UNTIL THEN, THERE'S WORK TO DO. On a sunny day in November, the mason is on his way over to size up the rock fireplace. Librado "Balo" Martinez—the 33-year-old Oaxacan contracting genius who, like log-house chinker Arnie Fong, came with the house and lives upstairs—is inside hanging Sheetrock, and Charlotte is haggling over a commode. Looking Jackson glam in flared designer jeans and a puffy vest with a faux fur collar, she paces in the muddy snow, sparring on her cell phone with a supplier who delivered a toilet in the same dog-shit-brown color of the paneling they just ripped out, instead of the champagne taupe she'd clearly ordered. ("Fighting with these guys is never fun," she says, hand over the phone, "but if I can save a thousand dollars per call ...")
If that weren't enough, she's trying to break her one-year-old Lab mix, Onyx, from growling at the paper boy—"Sorry!" she calls after the kid—and it's time to go chop wood. One of the first fronts of the season is rolling in, and there may be only a few days left to lay in firewood before snow buries the forest roads.
Charlotte heads inside and plops onto the couch. "Oh, my God—is this mouse shit?"

* Supplied data:
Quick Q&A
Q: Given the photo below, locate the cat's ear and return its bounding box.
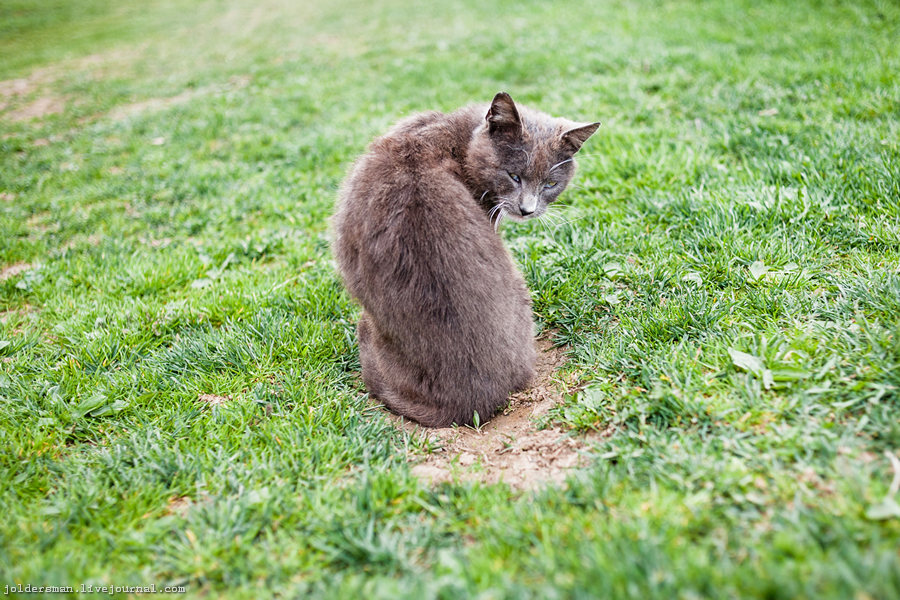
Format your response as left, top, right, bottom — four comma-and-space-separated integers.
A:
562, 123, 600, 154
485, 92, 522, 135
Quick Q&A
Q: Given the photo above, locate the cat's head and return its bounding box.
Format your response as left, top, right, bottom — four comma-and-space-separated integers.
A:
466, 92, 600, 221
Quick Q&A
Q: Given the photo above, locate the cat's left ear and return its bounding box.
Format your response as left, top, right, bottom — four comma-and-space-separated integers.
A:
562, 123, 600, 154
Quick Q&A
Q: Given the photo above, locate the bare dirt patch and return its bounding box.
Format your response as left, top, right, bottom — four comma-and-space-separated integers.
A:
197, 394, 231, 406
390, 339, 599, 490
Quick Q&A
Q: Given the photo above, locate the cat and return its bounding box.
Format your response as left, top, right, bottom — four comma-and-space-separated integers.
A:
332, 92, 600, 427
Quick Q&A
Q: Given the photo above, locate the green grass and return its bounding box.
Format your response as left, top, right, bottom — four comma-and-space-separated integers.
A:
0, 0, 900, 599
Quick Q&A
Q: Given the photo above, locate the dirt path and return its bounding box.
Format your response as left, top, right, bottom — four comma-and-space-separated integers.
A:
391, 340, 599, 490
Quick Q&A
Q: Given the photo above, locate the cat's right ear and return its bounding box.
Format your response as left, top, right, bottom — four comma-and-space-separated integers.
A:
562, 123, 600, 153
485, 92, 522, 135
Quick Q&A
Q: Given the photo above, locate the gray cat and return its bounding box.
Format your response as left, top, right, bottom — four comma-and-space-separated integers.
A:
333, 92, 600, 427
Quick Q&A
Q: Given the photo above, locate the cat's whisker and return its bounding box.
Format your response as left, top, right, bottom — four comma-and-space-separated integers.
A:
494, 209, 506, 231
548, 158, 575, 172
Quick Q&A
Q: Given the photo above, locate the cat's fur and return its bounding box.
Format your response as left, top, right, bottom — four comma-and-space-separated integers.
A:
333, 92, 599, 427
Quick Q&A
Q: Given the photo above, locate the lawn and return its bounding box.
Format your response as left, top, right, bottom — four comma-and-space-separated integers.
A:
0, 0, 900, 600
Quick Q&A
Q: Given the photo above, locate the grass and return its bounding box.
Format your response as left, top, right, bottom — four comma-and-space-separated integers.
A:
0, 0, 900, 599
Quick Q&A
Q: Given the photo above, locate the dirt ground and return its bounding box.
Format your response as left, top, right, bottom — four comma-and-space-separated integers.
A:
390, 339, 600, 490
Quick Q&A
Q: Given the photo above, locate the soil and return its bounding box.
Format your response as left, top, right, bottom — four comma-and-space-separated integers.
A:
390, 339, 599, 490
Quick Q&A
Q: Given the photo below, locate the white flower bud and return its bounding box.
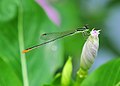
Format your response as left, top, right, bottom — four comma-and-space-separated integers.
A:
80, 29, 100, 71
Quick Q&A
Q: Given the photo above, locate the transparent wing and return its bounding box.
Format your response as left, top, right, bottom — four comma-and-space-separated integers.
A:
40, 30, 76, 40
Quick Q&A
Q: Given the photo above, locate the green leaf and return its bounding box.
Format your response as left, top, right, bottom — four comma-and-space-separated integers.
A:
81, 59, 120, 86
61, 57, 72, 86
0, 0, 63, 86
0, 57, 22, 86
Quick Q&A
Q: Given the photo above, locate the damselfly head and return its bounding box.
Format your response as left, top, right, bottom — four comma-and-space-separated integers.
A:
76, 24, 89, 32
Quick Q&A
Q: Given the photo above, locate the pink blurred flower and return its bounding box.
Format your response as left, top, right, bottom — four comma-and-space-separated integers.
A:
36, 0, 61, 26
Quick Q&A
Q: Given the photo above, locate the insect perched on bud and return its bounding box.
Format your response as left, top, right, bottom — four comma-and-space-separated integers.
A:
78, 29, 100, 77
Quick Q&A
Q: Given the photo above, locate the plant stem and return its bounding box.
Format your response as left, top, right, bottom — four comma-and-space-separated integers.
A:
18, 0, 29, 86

* Required actions:
- 1) Rewrite the paragraph of the text about Charlotte's house that begins "If that weren't enough" more briefly, keeping its main facts.
- 2) Extend the text about Charlotte's house, picking up after its final line.
The data can be set aside here.

* Responses:
- 1) Charlotte is also trying to stop Onyx, her one-year-old Lab mix, from growling at the paper boy, and it is time to chop wood. An early front of the season is approaching, and there may be only a few days left to lay in firewood before snow buries the forest roads.

- 2)
Sprawled on the great room's thirdhand furniture are several of her housemates, pulling on wool socks for the firewood run. Charlotte's boyfriend, Jeff Annetts, picks a pellet from the cushion. A 29-year-old big-mountain skier, sportswear model, waiter, and "manny," Jeff is one of those ski bums whose haircut appears to cost more than his car. Like many of their friends, he's talented enough to be sponsored (by Fischer skis and, starting this winter, Columbia) but not big enough to make a living skiing. He's bunking in a room off the kitchen while he works on his own renovation, a house near the base of Snow King, Jackson's in-town ski area.
The talk this morning has been real estate. Charlotte has become something of a business role model for the boys, having dropped in first and—so far—stuck the landing. Now housemate Travis Owen, 25, a University of Vermont grad hoping to become a filmmaker, has convinced his mom to lend him the money for a down payment. He's already been to one open house today, a disappointment that he paints with phrases like "orange," "shag carpeting," and "guy sleeping on the couch." "I felt like I was walking into a drug deal," he says.
Jeff goes through the specimen, gives it a sniff. "I think it's just seeds." Apparently a pack rat has moved in under the sofa.
"They're sharp on the end," Charlotte says.
Travis takes a look. He's the house clown, infamous back in Vermont for losing his job as Rally Cat, the UVM mascot, after the local Burlington news affiliate caught the huggable catamount getting crocked in a downtown bar. Now he lays out some SKI House common sense: "What would you expect from something that came out an asshole that small? Yours was that little, you could put an edge on a turd, too."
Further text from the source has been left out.